┌─ ENTRIES SHOWN

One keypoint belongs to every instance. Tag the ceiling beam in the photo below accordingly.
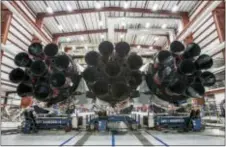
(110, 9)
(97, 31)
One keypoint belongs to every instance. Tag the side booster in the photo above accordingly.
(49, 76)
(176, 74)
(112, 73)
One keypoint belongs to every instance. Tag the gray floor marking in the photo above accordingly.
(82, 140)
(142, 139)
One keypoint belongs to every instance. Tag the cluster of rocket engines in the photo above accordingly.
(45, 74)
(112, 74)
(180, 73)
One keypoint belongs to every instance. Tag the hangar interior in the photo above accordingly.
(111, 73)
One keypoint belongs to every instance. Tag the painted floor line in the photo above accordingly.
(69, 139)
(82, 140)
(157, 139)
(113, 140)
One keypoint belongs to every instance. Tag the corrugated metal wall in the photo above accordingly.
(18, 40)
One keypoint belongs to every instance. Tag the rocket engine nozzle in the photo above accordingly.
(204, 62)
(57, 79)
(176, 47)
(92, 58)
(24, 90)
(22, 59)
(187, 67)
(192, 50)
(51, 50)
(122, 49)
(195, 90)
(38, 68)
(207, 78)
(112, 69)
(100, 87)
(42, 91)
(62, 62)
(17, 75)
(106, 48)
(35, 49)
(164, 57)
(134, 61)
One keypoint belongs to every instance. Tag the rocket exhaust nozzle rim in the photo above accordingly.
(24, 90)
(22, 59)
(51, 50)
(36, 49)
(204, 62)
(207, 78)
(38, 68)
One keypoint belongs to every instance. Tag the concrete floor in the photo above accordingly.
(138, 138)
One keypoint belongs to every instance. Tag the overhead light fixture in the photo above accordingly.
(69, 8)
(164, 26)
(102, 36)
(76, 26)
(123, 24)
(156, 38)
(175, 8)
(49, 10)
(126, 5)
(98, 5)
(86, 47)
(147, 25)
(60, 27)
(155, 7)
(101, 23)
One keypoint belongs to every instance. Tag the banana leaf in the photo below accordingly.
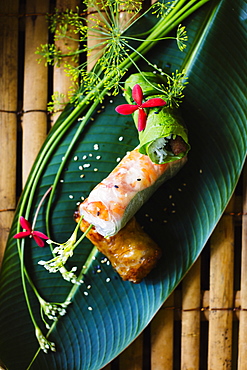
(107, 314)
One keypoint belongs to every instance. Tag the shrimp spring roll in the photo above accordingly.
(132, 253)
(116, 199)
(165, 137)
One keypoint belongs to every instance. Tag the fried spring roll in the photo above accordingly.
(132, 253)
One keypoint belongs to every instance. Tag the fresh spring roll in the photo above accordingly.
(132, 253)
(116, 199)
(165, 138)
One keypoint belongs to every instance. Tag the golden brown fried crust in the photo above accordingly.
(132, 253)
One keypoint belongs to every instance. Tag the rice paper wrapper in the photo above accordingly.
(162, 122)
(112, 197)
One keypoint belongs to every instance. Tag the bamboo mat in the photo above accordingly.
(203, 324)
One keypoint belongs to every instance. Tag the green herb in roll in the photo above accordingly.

└─
┌─ ENTRIES SHOWN

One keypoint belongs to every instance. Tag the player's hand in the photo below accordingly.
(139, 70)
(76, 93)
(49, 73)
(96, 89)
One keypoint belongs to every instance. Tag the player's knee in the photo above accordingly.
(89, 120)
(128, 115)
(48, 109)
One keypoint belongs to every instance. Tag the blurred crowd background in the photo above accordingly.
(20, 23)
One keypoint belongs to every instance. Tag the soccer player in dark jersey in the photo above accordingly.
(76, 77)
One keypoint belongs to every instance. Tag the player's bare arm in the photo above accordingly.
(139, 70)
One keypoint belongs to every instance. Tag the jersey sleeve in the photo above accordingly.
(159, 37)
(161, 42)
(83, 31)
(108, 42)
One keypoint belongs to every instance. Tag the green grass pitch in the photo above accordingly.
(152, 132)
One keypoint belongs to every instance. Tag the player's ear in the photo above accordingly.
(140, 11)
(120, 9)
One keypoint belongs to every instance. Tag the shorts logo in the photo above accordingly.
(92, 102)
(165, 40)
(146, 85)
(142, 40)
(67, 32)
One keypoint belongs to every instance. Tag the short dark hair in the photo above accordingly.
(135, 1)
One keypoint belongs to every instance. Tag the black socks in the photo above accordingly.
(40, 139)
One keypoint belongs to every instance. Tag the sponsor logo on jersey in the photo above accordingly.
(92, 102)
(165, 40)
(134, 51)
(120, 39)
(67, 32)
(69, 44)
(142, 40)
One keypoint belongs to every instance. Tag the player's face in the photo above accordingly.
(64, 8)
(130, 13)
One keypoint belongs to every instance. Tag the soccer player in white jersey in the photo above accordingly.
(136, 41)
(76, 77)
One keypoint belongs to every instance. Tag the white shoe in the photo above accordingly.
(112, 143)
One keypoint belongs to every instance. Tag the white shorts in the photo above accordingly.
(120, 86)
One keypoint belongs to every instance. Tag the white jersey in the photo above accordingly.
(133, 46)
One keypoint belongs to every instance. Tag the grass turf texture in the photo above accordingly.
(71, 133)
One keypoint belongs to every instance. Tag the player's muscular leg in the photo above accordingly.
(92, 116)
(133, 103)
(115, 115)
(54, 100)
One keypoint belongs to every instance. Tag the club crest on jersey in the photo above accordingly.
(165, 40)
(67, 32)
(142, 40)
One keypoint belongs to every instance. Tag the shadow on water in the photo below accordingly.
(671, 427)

└─

_GIVEN EXERCISE_. Please copy the records word for word, from the line with "One keypoint belongs to every instance. Tag the overhead" to the line with "One keypoint belongs to every instance. Tag the green herb", keeping both of those lines. Leave the pictures out of your answer.

_WRITTEN ANSWER_.
One keypoint belongs to every instance. Tag the overhead light fixture in the photo above accordingly.
(69, 8)
(164, 26)
(102, 36)
(76, 26)
(123, 24)
(156, 38)
(175, 8)
(49, 10)
(126, 5)
(98, 5)
(86, 47)
(147, 25)
(60, 27)
(155, 7)
(101, 23)
One keypoint belongs to every instance. Tag the banana leaf in the photo below accordingly.
(107, 314)
One keypoint belongs to every instance. Tag the shrimp spring roll in the photo above accordingly.
(132, 253)
(116, 199)
(165, 137)
One keypoint belongs to every instance. Tag the fried spring roll in the photo above accordingly.
(132, 253)
One keypoint belongs to every instance. Tag the fresh spring roll in the photo above accordingly.
(132, 253)
(116, 199)
(165, 138)
One keypoint belongs to every instance. Tag the golden brown fried crust in the photo above accordingly.
(132, 253)
One keypoint belongs to every instance. Tag the rice paper wrapper in the photo above accordingly.
(162, 122)
(112, 197)
One keypoint belongs to every instance. Tag the bamboo mat in the photo above accordingly.
(203, 324)
One keypoint belongs to every instance. Tag the green herb in roll in the photo above accordingly.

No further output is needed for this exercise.